* [Supplied text]
False positive readings h ave been reported with some urinary protein tests in patients taking gabapentin.
Gabapentin may cause CNS depression, which may impair physical or mental abilities. Patients must be cautioned about performing tasks which require mental alertness. Avoid driving, operating potential dangerous machinery while taking gabapentin.
Antiepileptics are associated with an increased risk of suicidal behavior/thoughts with use (regardless of indication); patients should be monitored for signs/symptoms of depression, suicidal tendencies, and other unusual behavior changes during therapy and instructed to inform their healthcare provider immediately if symptoms occur.
Effects with other sedative drugs or ethanol may be potentiated.
Male rat studies demonstrated an association with pancreatic adenocarcinoma (clinical implication unknown).
Pediatric patients (3-12 years of age) have shown increased incidence of CNS related adverse effects, including emotional ability, hostility, thought disorder, and hyperkinesia.
Pregnancy category: C.
There are adequate and well-contorted studies in pregnant women. Use during pregnancy only if the potential benefit to the mother is out-weighs the potential risk to the fetus.
There is an increased risk of teratogenicity associated with the use of antiepileptic drugs. Women taking antiepileptic drugs who may become pregnant should be informed of the possible consequences. Those who wish to become pregnant should be referred to an appropriate specialist for advice. Women who become pregnant should be counselled and offered antenatal screening (alphafetoprotein measurement and a second trimester ultrasound scan).
Gabtin 300 is present in milk during lactation, although, it is acceptable in the normal dosage.
See Table 2.

* [What is required]
Please state the ages of the pediatric patients who showed a higher incidence of CNS-related adverse effects, according to the gabapentin text. You won't need the listing.

* [Excerpted data]
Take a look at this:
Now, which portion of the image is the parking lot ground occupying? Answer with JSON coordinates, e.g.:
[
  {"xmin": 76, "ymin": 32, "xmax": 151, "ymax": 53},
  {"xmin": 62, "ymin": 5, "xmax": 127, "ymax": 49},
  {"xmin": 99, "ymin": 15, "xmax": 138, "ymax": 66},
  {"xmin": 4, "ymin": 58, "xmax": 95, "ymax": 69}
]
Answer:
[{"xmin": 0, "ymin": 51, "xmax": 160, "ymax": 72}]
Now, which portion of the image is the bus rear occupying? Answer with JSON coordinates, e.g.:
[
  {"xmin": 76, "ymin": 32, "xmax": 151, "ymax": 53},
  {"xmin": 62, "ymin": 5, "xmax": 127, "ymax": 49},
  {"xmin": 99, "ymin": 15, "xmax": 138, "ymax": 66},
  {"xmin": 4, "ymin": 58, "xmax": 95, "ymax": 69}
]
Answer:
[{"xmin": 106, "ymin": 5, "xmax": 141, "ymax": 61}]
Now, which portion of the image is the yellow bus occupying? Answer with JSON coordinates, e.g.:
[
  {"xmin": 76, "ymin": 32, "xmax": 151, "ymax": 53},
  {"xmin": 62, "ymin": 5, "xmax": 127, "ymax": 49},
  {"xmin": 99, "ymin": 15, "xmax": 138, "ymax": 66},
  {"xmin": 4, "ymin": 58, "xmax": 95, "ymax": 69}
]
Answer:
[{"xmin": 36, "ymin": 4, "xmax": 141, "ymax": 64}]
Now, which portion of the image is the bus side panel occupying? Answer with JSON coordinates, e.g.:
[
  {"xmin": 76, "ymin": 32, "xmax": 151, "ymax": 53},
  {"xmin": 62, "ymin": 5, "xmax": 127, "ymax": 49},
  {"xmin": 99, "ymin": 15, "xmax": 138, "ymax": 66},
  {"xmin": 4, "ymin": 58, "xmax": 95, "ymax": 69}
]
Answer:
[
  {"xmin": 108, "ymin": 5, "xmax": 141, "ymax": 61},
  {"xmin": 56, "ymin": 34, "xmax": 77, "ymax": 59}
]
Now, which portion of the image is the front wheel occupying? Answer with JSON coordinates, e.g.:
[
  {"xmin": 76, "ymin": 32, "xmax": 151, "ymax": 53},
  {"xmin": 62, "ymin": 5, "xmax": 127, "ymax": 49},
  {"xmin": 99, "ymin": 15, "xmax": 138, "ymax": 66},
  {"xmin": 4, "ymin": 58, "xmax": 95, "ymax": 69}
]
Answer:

* [Response]
3 to 12 years of age.